» Required task a
Shift the points in the listing by adding 67 to each coordinate, and write those lines out again with their requests. Begin at the line of the listing that contains "the dead elk" and continue through the end of the listing.

A plan for Triton Partners to buy Thomas Cook's Nordic operations was still under discussion on Saturday, as was a proposal to keep its airlines in the UK, Germany and northern Europe out of administration while letting its British tour operating arm fail.
However, one insider suggested that neither was likely to be viable.
A separate discussion between the company and CQS Management, the hedge fund, to provide a chunk of the £200m additional funding has also been aborted in the last fortnight.
There remained, however, a glimmer of hope that the government's likely refusal to provide direct funding to keep Thomas Cook afloat could yet prompt creditors to find a solution of their own.
Thomas Cook's syndicate of more than a dozen bank lenders has been criticised by unnamed sources for demanding the additional £200m of standby funding to see the company through tough winter trading – a demand revealed by Sky News last week.
People close to the situation have said, though, that blaming Royal Bank of Scotland, one of the biggest lenders to Thomas Cook, was "a ludicrous position" given the travel group's frequent revision of its future financing needs during the last six months.
A request for emergency government funding was made by Thomas Cook earlier this week, with executives arguing that the cost to taxpayers would be dwarfed by the bill incurred by the repatriation.
One insider described the widely reported £600m tab, however, as being "a gross overestimate of the cost to taxpayers".
Sky News revealed on Thursday that Thomas Cook, which was founded in 1841, was expected to crash into administration as soon as Sunday night unless the missing £200m funding gap could be filled.

» Required task b
In the excerpt about Thomas Cook, in what year was the travel group founded?

» Material supplied
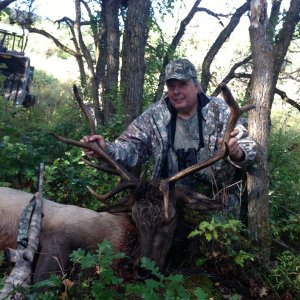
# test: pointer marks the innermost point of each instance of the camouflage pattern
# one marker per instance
(147, 136)
(181, 69)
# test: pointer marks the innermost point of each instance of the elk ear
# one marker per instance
(197, 201)
(125, 205)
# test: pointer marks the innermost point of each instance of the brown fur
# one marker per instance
(64, 229)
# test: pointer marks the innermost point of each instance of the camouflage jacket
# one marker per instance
(147, 136)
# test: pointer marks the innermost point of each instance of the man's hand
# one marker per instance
(235, 151)
(91, 139)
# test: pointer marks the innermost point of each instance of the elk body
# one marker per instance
(153, 208)
(64, 229)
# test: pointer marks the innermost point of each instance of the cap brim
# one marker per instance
(182, 78)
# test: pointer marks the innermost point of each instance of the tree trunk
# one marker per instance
(133, 63)
(262, 91)
(112, 59)
(268, 57)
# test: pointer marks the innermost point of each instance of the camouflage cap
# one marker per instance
(180, 69)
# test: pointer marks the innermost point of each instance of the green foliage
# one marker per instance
(284, 165)
(223, 237)
(285, 275)
(163, 287)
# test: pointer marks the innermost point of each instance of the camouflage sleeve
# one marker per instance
(133, 146)
(247, 144)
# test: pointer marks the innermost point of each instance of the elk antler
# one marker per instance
(235, 113)
(117, 169)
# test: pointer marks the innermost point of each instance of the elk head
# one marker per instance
(154, 205)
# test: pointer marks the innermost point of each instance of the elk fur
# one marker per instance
(64, 229)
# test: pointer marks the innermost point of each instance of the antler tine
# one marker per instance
(122, 186)
(99, 167)
(95, 146)
(97, 149)
(236, 112)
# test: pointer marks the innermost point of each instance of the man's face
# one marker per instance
(183, 96)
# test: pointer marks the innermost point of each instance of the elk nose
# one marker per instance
(141, 273)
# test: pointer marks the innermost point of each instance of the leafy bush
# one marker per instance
(103, 283)
(224, 240)
(285, 274)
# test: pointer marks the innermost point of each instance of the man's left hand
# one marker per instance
(235, 151)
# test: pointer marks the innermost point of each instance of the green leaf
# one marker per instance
(200, 294)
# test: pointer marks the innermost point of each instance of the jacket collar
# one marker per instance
(203, 100)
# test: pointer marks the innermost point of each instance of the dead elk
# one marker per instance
(64, 229)
(153, 208)
(154, 205)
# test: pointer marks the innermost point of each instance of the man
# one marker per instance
(181, 129)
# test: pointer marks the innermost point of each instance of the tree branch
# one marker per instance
(286, 99)
(223, 36)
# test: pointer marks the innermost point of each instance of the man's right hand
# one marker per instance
(93, 138)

» Task result a
# test: pointer marks the innermost point of each instance of the dead elk
# one marker per instance
(131, 296)
(220, 275)
(221, 272)
# test: pointer marks the innermost point of each instance of the man
# one marker per instance
(248, 196)
# test: pointer marks the innermost point of each instance of the tree branch
# one marker per instance
(353, 166)
(290, 103)
# test: pointer marks the innermost point of each instance of the man's right hand
# one marker per instance
(160, 205)

» Task result b
1841